_INSTRUCTIONS TO FOLLOW_
Pick up the text below about coach Pat Santoro and the Terrapin wrestling team's recovery, and continue it from its final sentence.

_EXTRACTED TEXT_
== == ==

Five years ago, the outlook for the Terrapin wrestling team looked bleak. The team’s performance the previous season left much to be desired, and the newly appointed head coach for the 2003-2004 season, Tom Miller, previously assistant coach for six years, resigned after just five months on the job.

The struggling program set its sights on Bethlehem, Pa., the home of Lehigh University, where head coach Greg Strobel and assistant coach Pat Santoro had turned around a similarly struggling program and brought them into the national spotlight. The Mountain Hawks had finished the previous season ranked No. 4 in the nation.

The Terps hired Santoro in the hopes that he would be able to repeat the success he and Strobel found at Lehigh.

So far, so good, for both Santoro and the Terps. The Terps went from 4-9 in his first season as coach to 17-5 last year, tieing a school record for wins in a season. Santoro credited his nine years as an assistant at Lehigh for giving him the experience to be head coach.

== == ==

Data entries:
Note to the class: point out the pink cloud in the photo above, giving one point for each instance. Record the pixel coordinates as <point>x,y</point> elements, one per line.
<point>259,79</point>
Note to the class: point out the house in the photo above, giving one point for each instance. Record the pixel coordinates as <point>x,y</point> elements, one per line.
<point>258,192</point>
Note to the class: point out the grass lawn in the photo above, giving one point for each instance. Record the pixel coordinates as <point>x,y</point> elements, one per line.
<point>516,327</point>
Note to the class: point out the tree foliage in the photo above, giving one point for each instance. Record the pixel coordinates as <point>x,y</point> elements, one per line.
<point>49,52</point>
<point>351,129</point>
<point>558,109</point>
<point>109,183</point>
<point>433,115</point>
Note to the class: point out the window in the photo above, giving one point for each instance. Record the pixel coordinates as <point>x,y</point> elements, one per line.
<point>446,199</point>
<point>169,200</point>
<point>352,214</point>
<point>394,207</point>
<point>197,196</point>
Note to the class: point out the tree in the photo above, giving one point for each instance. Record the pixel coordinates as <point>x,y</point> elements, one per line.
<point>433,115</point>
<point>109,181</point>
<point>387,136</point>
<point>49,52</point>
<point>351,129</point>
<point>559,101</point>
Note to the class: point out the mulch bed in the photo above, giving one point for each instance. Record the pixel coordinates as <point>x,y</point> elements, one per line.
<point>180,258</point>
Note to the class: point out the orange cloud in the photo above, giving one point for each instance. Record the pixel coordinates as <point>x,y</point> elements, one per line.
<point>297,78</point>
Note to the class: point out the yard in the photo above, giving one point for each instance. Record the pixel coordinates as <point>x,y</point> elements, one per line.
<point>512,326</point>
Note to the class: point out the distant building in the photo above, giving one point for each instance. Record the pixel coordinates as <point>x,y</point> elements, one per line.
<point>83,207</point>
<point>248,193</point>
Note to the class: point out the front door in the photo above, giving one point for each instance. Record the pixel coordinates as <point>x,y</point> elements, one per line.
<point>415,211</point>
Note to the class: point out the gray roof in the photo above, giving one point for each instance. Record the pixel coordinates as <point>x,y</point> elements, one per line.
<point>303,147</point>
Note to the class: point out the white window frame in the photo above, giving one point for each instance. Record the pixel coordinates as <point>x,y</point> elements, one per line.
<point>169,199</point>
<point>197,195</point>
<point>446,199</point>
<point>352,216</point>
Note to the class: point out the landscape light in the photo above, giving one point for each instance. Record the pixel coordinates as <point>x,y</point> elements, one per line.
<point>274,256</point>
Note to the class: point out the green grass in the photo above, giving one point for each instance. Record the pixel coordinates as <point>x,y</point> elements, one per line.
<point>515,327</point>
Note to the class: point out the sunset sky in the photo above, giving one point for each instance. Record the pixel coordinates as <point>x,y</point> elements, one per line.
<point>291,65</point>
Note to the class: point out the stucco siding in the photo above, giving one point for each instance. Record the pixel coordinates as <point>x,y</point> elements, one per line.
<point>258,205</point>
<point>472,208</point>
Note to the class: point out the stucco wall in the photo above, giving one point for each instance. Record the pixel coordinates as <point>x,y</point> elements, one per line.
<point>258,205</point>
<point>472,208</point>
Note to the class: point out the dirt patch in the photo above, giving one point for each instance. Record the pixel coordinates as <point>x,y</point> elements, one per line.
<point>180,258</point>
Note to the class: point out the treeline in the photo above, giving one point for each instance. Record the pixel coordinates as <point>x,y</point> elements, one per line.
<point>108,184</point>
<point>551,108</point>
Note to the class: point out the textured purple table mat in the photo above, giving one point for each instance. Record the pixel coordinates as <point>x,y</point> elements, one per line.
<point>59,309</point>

== == ==

_ANSWER TO THIS EXERCISE_
“There are a lot of similarities between my experiences at Maryland and Lehigh,” Santoro said. “When Greg and I got to Lehigh, they had something like eight losing seasons in a row. We had to rebuild from the ground up, just like I had to do here, so we could make it a great program again.”

Lehigh went from losing records to finishing in the top-10 three of Santoro’s last four seasons with the team. In 2003, his last season with the Mountain Hawks, he was named the national Assistant Coach of the Year and Strobel was named Head Coach of the Year for the Mountain Hawks.

Similarly, the Terps prospects have risen since his tenure began in the fall of 2003. In 2006, the Terps won a share of the ACC dual meet championship, and last season the Terps finished undefeated in the ACC and shared the dual championship for the conference for the first time since 1974.

The Terps also perform well off the mat. Six wrestlers Santoro coached in the past two years have been members of the All-ACC Academic team, and two of the past three seasons, the Terps have won the ACC Sportsmanship award.

Santoro’s success came up against a measuring stick Sunday against Lehigh. The Terps wanted to show their No. 24 ranking was anything but a fluke.

Facing a school he coached for so long and still knows well might have been hard. But Santoro did his best to ensure it was just another day at the office.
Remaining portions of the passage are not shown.